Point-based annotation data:
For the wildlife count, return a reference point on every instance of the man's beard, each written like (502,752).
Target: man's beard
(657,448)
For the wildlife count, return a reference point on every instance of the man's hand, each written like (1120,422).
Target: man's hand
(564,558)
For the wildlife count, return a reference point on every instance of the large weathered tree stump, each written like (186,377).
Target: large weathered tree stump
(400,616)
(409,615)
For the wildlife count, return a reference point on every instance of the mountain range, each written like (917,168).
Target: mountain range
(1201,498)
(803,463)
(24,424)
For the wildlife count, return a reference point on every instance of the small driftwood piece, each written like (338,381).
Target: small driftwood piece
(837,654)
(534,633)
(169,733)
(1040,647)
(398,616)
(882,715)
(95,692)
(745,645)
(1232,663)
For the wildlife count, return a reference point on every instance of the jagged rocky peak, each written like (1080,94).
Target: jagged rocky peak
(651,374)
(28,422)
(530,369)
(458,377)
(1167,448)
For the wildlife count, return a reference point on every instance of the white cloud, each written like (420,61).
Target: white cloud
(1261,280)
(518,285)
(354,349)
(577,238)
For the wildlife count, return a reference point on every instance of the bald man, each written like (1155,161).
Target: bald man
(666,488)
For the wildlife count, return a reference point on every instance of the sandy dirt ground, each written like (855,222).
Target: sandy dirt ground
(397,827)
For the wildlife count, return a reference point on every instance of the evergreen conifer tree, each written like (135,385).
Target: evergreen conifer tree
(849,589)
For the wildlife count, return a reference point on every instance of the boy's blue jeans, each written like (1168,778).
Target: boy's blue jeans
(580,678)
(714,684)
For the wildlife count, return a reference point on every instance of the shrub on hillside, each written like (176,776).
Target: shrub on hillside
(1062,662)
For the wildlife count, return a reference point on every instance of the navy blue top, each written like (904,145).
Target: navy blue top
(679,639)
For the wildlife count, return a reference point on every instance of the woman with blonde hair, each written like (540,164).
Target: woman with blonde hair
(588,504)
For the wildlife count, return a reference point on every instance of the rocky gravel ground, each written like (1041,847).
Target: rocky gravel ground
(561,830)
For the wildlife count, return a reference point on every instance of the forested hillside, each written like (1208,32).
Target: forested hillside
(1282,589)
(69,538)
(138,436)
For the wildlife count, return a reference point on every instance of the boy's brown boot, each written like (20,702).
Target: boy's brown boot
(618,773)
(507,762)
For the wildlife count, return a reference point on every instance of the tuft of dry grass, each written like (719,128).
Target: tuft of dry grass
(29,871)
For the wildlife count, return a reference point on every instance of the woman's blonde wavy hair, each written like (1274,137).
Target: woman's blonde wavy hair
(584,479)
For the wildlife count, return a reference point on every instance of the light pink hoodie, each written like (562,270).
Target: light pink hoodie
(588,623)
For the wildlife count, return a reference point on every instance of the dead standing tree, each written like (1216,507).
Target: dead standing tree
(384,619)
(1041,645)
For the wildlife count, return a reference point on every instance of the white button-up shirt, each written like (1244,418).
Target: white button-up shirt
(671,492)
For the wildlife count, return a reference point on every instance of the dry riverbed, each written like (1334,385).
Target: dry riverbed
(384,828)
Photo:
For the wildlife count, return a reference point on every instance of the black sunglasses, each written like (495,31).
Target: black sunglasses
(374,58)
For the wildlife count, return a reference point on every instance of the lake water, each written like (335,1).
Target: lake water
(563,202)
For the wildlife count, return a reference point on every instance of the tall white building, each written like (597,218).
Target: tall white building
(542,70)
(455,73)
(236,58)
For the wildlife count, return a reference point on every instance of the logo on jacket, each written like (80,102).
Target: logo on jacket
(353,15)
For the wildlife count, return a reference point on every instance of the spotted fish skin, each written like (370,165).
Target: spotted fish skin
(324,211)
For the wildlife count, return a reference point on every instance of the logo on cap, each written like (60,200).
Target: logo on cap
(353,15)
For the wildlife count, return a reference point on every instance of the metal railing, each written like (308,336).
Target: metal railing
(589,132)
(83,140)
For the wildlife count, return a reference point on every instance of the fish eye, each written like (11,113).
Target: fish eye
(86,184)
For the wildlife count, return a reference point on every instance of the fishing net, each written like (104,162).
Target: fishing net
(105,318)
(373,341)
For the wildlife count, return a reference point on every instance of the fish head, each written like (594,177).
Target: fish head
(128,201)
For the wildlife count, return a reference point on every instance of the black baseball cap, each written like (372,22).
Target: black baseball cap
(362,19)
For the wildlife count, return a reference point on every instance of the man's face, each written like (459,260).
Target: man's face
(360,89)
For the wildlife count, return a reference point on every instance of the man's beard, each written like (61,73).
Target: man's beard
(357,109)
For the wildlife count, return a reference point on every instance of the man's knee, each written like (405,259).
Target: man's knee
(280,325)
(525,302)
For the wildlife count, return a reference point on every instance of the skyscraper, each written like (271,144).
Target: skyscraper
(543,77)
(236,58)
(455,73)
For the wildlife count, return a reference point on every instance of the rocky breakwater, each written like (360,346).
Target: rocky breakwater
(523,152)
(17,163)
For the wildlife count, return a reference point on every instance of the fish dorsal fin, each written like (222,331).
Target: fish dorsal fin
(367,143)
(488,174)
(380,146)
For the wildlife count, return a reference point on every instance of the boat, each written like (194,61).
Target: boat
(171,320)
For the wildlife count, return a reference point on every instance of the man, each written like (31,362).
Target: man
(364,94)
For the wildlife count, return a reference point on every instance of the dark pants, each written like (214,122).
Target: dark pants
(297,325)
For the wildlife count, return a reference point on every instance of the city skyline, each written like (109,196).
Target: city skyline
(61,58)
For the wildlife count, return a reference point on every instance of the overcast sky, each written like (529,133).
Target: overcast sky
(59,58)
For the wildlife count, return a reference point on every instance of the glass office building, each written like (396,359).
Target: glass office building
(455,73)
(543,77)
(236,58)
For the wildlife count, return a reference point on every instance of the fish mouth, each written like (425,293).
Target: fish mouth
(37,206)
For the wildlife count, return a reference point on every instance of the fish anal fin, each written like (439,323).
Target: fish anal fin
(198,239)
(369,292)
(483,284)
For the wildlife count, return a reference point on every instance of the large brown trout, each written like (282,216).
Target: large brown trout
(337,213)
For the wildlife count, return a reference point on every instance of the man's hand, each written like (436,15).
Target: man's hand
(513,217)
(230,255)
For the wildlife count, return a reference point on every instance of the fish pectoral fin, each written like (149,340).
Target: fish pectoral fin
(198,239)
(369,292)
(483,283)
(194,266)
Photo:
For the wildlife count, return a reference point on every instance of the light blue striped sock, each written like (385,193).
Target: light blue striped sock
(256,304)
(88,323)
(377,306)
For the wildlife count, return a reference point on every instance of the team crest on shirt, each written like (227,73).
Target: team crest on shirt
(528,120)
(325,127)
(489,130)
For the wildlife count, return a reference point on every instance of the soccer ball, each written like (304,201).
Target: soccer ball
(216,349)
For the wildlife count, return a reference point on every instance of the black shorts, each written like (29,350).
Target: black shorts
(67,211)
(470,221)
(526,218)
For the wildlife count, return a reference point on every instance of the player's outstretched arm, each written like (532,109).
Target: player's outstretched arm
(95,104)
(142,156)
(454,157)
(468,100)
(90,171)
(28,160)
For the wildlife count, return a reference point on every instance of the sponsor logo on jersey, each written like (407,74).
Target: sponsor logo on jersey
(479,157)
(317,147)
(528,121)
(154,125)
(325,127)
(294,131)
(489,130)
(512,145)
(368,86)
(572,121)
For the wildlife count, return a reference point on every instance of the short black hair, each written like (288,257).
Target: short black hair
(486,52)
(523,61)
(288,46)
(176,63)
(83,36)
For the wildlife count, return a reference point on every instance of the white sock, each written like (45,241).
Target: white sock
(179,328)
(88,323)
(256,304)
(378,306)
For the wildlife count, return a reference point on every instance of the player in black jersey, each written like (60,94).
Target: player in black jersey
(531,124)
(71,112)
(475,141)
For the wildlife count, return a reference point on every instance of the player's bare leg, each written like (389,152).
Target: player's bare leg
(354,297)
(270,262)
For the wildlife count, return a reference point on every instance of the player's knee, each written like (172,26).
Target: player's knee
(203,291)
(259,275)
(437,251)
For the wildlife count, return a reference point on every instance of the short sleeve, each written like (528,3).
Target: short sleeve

• WHAT THE TASK REQUIRES:
Repeat the lines from the one containing "written like (60,94)." through the end of the listing, exactly and without any other lines; both ends are included.

• FINAL ANSWER:
For the wildlife count, return a reference point on every instance of the player in black jersey, each written like (60,94).
Target: player in black jersey
(531,124)
(71,112)
(475,141)
For the wildlife count, return a reference point on every instance of the player's bare leg, each written like (389,152).
Target: player's bare leg
(354,297)
(270,262)
For the wildlife count, return a reference point on every instance of the player's knee, each written like (172,26).
Target: player's knee
(203,291)
(259,275)
(437,251)
For the wildlife count, return a reference point on every instance of the short sleeve, each written like (528,3).
Target: short sleeve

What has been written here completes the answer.